▸ **TO BE DONE**
Retype every line of the records below without changing anything.

Items taken from a data source
───

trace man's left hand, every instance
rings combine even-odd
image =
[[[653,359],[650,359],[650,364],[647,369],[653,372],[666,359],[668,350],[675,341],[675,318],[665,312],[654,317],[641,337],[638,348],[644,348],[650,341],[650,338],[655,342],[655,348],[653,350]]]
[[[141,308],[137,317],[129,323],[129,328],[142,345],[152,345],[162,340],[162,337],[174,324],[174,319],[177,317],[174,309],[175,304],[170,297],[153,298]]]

───

▸ **WORKED SOLUTION**
trace man's left hand, every instance
rings combine even-odd
image =
[[[653,359],[650,359],[650,364],[647,369],[653,372],[666,359],[668,350],[675,341],[675,318],[665,312],[654,317],[641,337],[638,348],[644,348],[650,341],[650,338],[655,342],[655,348],[653,350]]]
[[[141,308],[137,317],[129,323],[129,328],[142,345],[152,345],[162,340],[162,337],[174,324],[174,319],[177,317],[174,309],[175,304],[170,297],[153,298]]]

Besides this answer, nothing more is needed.